----- Angezeigter Auszug -----
BGH, Beschluss vom 8. November 2016 – VI ZR 512/15

Hintergrund

Die Klägerin ließ sich im November 2011 Krampfadern im linken Bein operativ bei der Beklagten, einem Krankenhaus, entfernen. In der Folge litt sie unter einer Fußheberschwäche und einer Gefühlsstörung. Diese wurden durch eine Nervenschädigung verursacht. Sie begehrte materiellen und immateriellen Schadensersatz wegen fehlerhafter ärztlicher Behandlung durch die Ärzte der Beklagten.
Das Landgericht hat die Klage abgewiesen. Das Kammergericht hat die Berufung der Klägerin zurückgewiesen. Hiergegen wendete sich die Klägerin, aufgrund der Nichtzulassung der Revision, mit einer Nichtzulassungsbeschwerde vor dem Bundesgerichtshof. Das Beschwerdeverfahren führte zur Aufhebung des angegriffenen Urteils und zur Zurückweisung der Sache an das Berufungsgericht.

Gründe

Streitig war der genaue Vorgang der Nervenschädigung, bzw. die Art der Nervenschädigung. Sowohl Landgericht als auch Berufungsgericht griffen auf die Sachverständigengutachten zurück, die eine vollständige Durchtrennung aufgrund des postoperativen Gesundheitsverlaufs ausschlossen. Hierin hätte ein Behandlungsfehler gelegen. Der Sachverständige führte aus, dass von einer bloßen Druckschädigung ausgegangen werden könne, die keinen Behandlungsfehler darstelle und vielmehr ein typisches Operationsrisiko sei. Auch der Sachverständige der Klägerin hatte mit Rückgriff auf die postoperative gesundheitliche Entwicklung der Klägerin eine vollständige Nervendurchtrennung ausgeschlossen. Auch hierauf stützte sich dann das Berufungsgericht.
-----
**Aufgaben**.
- 1) Beantworte diese Fragen zum Auszug über den BGH-Beschluss:
(a) Wann ließ sich die Klägerin die Krampfadern entfernen?
(b) Wie entschied das Landgericht über die Klage?
(c) Welche Art der Schädigung sah der Sachverständige als typisches Operationsrisiko an?
- 2) Welche Gerichte nennt der Auszug über den BGH-Beschluss? Fasse verschiedene Bezeichnungen für dasselbe Gericht zusammen.
Die anschließenden Einträge stammen aus einer anderen Quelle.
----- Bereitgestellte Angaben -----
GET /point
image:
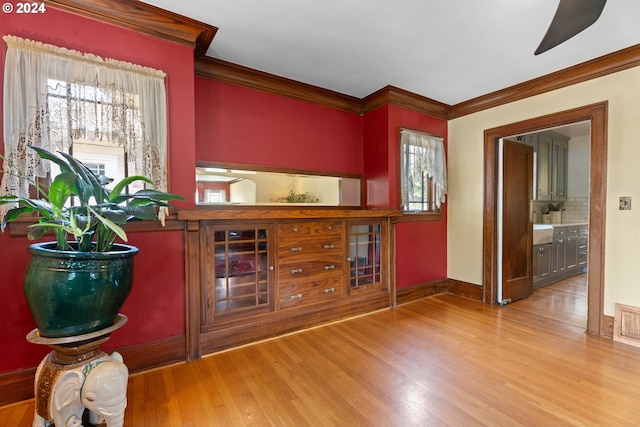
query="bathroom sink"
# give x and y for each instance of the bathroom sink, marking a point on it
(542, 234)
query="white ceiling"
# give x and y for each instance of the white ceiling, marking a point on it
(447, 50)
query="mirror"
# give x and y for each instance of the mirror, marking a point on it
(220, 184)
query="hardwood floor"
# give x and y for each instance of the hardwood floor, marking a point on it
(564, 301)
(439, 361)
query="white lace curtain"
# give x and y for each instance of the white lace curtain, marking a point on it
(121, 103)
(428, 158)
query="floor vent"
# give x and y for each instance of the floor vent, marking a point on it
(626, 325)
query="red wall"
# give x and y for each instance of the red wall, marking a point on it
(421, 247)
(240, 125)
(156, 307)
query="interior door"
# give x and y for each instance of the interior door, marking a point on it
(517, 229)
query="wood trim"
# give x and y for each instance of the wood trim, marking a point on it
(16, 386)
(192, 288)
(597, 114)
(284, 214)
(405, 99)
(227, 72)
(599, 67)
(467, 290)
(608, 325)
(144, 18)
(415, 292)
(154, 354)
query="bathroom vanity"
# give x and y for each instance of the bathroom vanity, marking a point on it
(560, 251)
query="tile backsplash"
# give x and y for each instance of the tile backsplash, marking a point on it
(576, 209)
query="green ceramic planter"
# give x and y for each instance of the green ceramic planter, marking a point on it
(75, 293)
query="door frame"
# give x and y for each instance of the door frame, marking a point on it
(597, 115)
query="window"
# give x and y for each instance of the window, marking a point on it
(102, 111)
(423, 172)
(96, 168)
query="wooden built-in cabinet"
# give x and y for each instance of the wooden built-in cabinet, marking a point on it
(257, 273)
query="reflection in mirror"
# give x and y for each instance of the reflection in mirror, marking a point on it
(226, 186)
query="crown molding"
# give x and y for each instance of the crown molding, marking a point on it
(405, 99)
(599, 67)
(144, 18)
(227, 72)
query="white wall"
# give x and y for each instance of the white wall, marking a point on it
(578, 167)
(466, 178)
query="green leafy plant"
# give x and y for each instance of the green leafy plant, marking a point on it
(97, 215)
(294, 197)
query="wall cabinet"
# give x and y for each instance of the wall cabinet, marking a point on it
(568, 255)
(552, 156)
(253, 274)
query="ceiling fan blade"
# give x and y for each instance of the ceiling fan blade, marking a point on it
(572, 17)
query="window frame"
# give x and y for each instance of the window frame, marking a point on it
(435, 213)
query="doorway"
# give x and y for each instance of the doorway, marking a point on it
(596, 114)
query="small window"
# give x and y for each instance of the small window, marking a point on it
(423, 172)
(96, 168)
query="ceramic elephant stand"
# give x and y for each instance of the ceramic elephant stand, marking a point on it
(78, 384)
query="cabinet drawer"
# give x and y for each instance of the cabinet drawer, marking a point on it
(317, 289)
(311, 228)
(559, 232)
(302, 270)
(309, 247)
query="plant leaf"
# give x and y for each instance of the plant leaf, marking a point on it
(120, 186)
(60, 190)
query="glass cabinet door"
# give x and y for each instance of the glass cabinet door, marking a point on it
(365, 254)
(237, 275)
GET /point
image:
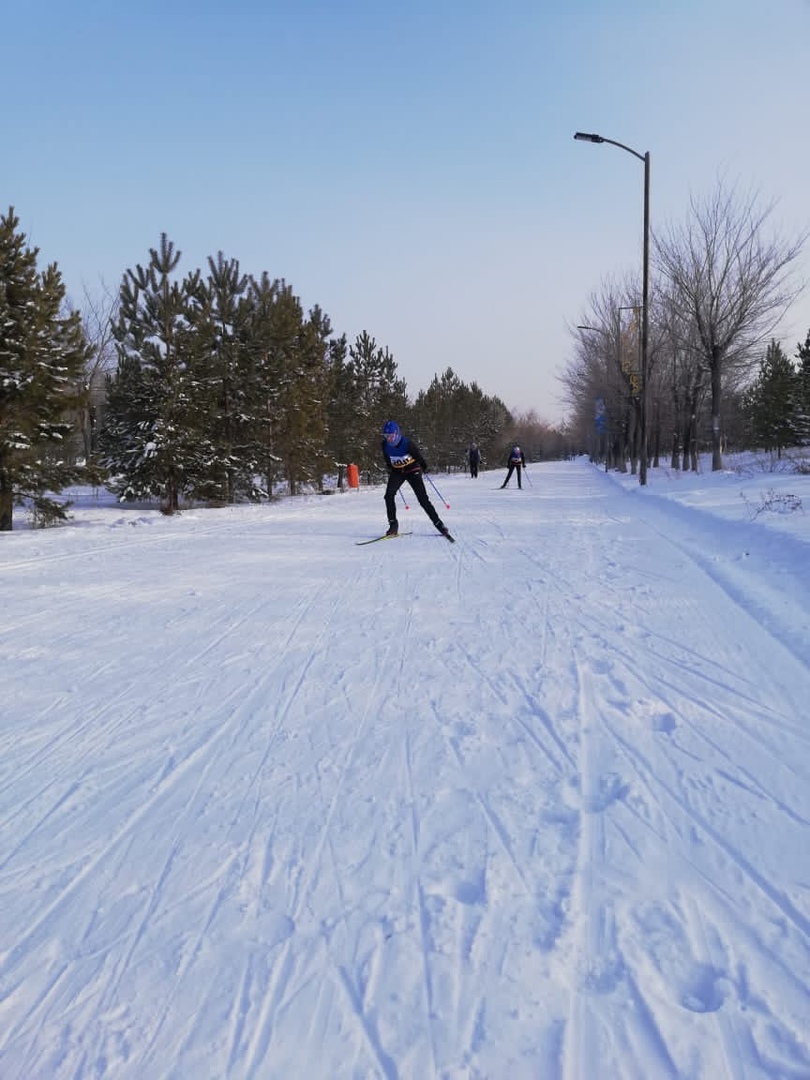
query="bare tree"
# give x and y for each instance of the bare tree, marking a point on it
(99, 314)
(730, 287)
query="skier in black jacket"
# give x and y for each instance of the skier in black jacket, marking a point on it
(405, 462)
(516, 461)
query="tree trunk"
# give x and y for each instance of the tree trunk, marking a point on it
(716, 393)
(7, 503)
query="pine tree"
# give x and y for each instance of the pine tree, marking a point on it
(152, 439)
(802, 392)
(771, 401)
(42, 356)
(221, 368)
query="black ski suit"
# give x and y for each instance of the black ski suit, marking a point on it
(405, 462)
(516, 461)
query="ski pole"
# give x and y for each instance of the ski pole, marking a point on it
(437, 491)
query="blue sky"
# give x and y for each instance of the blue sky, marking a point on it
(409, 166)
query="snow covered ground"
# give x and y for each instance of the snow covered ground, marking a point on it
(536, 805)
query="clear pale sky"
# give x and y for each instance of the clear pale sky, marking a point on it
(409, 166)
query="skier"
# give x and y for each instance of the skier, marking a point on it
(474, 456)
(516, 460)
(405, 462)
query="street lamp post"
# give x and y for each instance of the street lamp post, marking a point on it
(590, 137)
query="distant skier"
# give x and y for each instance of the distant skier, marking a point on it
(516, 461)
(474, 456)
(405, 462)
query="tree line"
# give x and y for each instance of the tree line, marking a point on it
(721, 282)
(211, 387)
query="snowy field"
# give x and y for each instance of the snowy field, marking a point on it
(536, 805)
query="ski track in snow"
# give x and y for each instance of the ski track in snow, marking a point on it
(532, 805)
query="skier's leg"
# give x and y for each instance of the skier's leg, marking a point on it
(394, 483)
(421, 496)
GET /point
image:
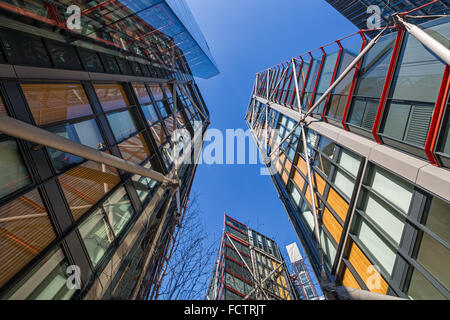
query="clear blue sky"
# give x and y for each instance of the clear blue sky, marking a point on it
(247, 36)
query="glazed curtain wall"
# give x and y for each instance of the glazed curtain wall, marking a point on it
(102, 203)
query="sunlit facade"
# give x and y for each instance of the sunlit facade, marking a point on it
(379, 149)
(109, 86)
(248, 260)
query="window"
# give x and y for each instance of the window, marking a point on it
(56, 102)
(408, 122)
(326, 76)
(438, 219)
(345, 174)
(371, 82)
(135, 149)
(421, 289)
(156, 91)
(119, 210)
(150, 114)
(435, 258)
(376, 245)
(86, 133)
(87, 184)
(46, 281)
(111, 96)
(14, 175)
(339, 97)
(312, 77)
(141, 93)
(97, 236)
(122, 125)
(20, 242)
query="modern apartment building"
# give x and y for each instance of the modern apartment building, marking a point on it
(249, 266)
(360, 11)
(121, 84)
(304, 278)
(378, 148)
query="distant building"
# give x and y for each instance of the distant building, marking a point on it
(249, 265)
(304, 279)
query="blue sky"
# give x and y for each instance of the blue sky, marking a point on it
(245, 37)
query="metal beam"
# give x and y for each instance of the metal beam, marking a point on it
(428, 41)
(25, 131)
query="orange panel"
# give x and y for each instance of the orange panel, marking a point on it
(134, 149)
(86, 184)
(285, 177)
(308, 197)
(301, 164)
(332, 225)
(339, 205)
(288, 165)
(2, 108)
(111, 96)
(55, 102)
(320, 183)
(24, 232)
(299, 181)
(349, 280)
(141, 93)
(373, 280)
(156, 91)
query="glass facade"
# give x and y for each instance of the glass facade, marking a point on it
(376, 220)
(246, 258)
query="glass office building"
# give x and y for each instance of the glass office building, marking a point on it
(359, 11)
(249, 266)
(121, 83)
(304, 278)
(380, 158)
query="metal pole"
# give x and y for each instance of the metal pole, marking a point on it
(25, 131)
(428, 41)
(311, 188)
(345, 72)
(330, 89)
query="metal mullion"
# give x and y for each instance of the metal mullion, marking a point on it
(353, 84)
(393, 65)
(319, 74)
(333, 78)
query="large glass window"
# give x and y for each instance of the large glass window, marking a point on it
(122, 125)
(135, 149)
(325, 79)
(86, 184)
(97, 236)
(435, 258)
(111, 96)
(338, 99)
(119, 210)
(86, 133)
(14, 175)
(371, 82)
(46, 281)
(312, 77)
(25, 230)
(56, 102)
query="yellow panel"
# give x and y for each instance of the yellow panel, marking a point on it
(56, 102)
(339, 205)
(332, 225)
(366, 271)
(111, 96)
(299, 181)
(301, 164)
(285, 177)
(320, 183)
(349, 280)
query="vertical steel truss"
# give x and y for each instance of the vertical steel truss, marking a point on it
(429, 42)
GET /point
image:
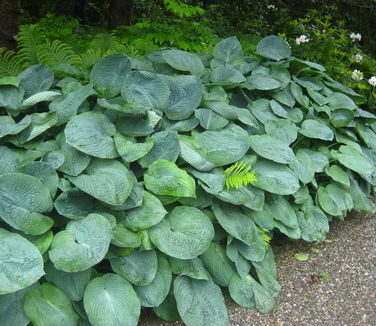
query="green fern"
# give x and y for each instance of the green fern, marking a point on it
(56, 52)
(29, 44)
(10, 63)
(105, 42)
(265, 236)
(238, 175)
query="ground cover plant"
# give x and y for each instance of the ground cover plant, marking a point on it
(160, 183)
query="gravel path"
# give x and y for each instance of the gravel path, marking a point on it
(347, 298)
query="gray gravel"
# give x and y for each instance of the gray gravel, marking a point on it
(347, 298)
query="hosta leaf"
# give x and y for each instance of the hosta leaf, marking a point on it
(153, 294)
(22, 200)
(110, 300)
(185, 96)
(43, 172)
(91, 133)
(150, 213)
(82, 244)
(273, 47)
(200, 302)
(338, 175)
(189, 267)
(185, 233)
(224, 147)
(73, 284)
(334, 200)
(228, 50)
(74, 204)
(109, 73)
(283, 130)
(108, 181)
(316, 129)
(237, 224)
(184, 61)
(9, 127)
(66, 106)
(218, 265)
(130, 150)
(139, 267)
(49, 306)
(313, 223)
(275, 178)
(248, 293)
(75, 162)
(11, 308)
(165, 147)
(353, 159)
(21, 263)
(146, 88)
(165, 178)
(272, 148)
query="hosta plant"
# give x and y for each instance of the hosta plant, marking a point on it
(159, 183)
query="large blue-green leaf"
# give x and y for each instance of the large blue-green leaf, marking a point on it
(82, 244)
(108, 181)
(47, 305)
(185, 96)
(153, 294)
(273, 47)
(139, 267)
(109, 73)
(146, 88)
(200, 302)
(275, 178)
(184, 61)
(111, 300)
(248, 293)
(165, 178)
(22, 200)
(272, 148)
(91, 133)
(73, 284)
(21, 263)
(185, 233)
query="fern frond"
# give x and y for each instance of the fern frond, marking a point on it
(238, 175)
(89, 58)
(28, 43)
(265, 236)
(56, 52)
(10, 63)
(105, 42)
(125, 49)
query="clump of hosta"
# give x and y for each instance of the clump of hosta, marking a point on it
(159, 183)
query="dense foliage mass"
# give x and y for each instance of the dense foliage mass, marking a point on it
(131, 185)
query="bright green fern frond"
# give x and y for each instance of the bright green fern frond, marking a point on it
(265, 236)
(56, 52)
(238, 175)
(125, 49)
(10, 63)
(105, 42)
(90, 57)
(28, 43)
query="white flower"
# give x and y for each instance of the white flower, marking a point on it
(301, 39)
(358, 57)
(357, 75)
(354, 36)
(372, 81)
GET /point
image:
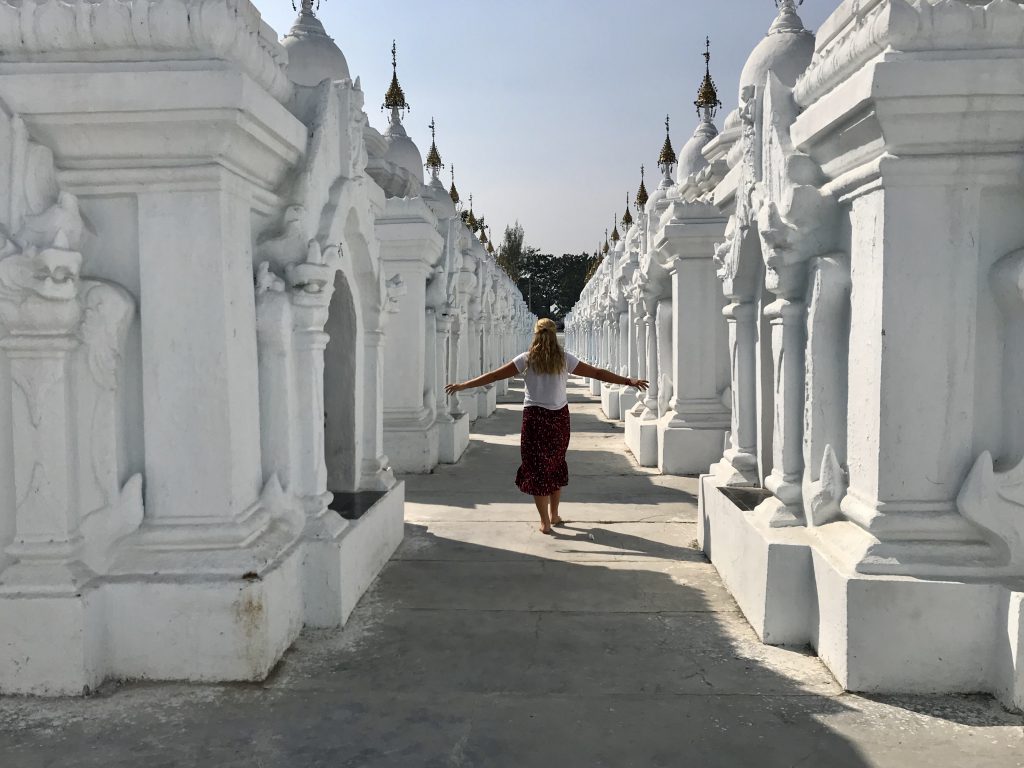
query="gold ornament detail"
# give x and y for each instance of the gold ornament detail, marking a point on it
(708, 102)
(642, 196)
(395, 96)
(433, 164)
(668, 156)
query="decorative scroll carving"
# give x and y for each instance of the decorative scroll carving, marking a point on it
(64, 337)
(994, 500)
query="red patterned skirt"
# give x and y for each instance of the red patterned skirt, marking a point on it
(543, 445)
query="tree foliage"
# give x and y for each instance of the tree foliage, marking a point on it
(551, 285)
(510, 253)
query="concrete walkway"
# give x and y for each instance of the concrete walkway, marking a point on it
(485, 643)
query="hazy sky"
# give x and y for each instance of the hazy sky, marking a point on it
(547, 108)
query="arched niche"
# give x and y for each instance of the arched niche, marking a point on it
(342, 382)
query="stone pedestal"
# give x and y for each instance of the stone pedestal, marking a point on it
(453, 438)
(610, 401)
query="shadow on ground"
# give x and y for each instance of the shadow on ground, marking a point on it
(489, 645)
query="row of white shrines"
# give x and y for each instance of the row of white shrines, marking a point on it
(228, 307)
(827, 297)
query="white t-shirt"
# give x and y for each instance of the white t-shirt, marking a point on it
(546, 390)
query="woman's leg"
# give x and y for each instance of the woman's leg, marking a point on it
(555, 498)
(543, 503)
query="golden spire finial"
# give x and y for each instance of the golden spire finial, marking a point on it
(394, 99)
(433, 164)
(708, 102)
(642, 192)
(787, 19)
(668, 155)
(453, 193)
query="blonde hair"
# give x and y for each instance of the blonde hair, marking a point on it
(546, 355)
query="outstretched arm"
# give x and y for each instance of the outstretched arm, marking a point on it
(609, 378)
(505, 372)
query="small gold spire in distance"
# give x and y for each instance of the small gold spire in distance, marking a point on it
(668, 156)
(642, 192)
(395, 96)
(433, 164)
(708, 102)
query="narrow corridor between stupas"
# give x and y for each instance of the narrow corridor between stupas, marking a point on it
(484, 643)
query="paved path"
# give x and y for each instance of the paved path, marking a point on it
(485, 643)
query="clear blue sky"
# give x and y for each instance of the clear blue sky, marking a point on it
(547, 108)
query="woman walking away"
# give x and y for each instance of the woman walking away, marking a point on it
(545, 435)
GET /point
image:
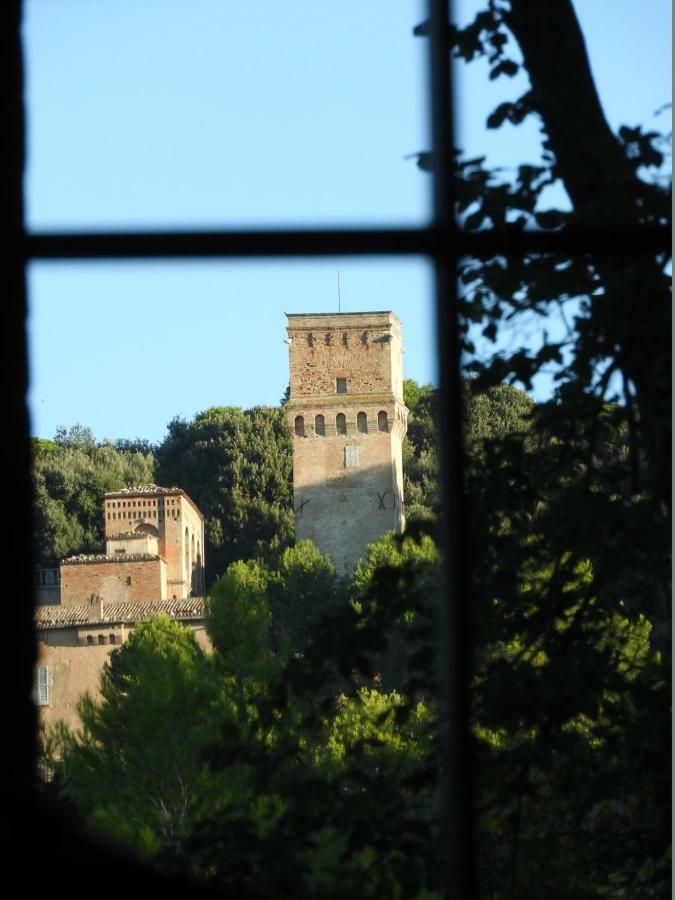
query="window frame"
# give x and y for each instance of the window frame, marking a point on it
(441, 242)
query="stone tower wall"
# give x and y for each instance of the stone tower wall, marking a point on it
(347, 471)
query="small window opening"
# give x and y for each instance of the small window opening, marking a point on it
(351, 457)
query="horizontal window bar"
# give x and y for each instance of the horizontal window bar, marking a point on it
(348, 242)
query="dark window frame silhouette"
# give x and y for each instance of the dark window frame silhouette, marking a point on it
(442, 242)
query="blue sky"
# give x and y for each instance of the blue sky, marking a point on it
(247, 113)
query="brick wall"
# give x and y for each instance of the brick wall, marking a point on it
(74, 669)
(348, 487)
(113, 580)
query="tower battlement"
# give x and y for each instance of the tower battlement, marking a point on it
(348, 420)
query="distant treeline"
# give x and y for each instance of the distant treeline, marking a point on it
(237, 466)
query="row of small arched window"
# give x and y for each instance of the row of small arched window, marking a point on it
(341, 424)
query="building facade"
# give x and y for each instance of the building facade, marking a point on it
(348, 420)
(154, 550)
(153, 563)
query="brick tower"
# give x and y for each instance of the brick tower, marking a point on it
(348, 421)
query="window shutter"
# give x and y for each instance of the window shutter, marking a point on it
(42, 685)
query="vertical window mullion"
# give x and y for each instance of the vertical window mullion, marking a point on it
(455, 794)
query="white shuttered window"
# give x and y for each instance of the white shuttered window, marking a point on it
(41, 685)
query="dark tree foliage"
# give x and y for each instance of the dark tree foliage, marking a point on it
(569, 535)
(71, 474)
(236, 465)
-----
**Erwartete Antworten**.
- 1)
(a) Im November 2011.
(b) Es wies die Klage ab.
(c) Eine bloße Druckschädigung.

- 2) Landgericht; Kammergericht (auch als Berufungsgericht bezeichnet); Bundesgerichtshof (BGH)